[Stored records]

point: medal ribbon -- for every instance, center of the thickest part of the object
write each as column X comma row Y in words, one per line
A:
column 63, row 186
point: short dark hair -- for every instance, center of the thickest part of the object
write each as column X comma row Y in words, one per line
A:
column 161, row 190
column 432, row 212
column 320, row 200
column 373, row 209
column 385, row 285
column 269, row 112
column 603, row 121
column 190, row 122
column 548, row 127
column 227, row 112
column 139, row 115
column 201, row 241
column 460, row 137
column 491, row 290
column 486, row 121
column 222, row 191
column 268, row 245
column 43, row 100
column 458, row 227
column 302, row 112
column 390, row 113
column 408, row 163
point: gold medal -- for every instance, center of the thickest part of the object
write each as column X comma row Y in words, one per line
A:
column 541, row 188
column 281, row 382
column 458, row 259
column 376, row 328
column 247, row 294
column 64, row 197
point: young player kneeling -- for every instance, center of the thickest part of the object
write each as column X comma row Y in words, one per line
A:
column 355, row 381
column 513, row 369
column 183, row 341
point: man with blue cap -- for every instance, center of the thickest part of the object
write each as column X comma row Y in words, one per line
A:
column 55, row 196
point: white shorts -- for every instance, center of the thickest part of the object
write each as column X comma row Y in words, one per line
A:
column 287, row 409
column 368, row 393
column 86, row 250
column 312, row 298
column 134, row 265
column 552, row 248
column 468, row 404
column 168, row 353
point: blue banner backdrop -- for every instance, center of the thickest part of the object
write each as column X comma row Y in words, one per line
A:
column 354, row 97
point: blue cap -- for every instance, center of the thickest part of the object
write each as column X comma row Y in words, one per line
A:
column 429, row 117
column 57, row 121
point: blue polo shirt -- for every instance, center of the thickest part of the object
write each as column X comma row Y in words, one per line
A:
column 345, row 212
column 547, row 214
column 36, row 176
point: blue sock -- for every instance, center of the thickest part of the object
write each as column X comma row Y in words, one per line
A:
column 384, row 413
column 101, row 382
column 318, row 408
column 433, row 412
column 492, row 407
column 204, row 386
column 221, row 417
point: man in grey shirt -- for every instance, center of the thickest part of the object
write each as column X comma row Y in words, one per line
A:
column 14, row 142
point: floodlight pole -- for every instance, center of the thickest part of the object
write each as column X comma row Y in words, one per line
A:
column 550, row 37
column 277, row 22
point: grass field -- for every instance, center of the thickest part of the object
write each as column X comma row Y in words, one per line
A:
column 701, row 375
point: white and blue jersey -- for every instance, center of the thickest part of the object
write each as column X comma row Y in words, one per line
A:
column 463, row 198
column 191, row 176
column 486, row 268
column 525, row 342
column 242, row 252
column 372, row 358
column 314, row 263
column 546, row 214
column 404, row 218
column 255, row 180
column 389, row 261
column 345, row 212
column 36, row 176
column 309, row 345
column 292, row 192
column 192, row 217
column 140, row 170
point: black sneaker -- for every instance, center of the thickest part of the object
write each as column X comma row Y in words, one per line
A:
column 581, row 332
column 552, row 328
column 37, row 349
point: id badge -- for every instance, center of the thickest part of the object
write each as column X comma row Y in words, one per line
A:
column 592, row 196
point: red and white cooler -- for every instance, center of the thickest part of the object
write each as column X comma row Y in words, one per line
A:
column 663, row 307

(Task brief):
Wherever the string "medal" occurs in the entries, copy that whole line.

(Answer to the problem):
point: medal ribbon -- for every instance, center of the thickest part of the object
point: gold medal -- for every instance, center of the thickest part of the object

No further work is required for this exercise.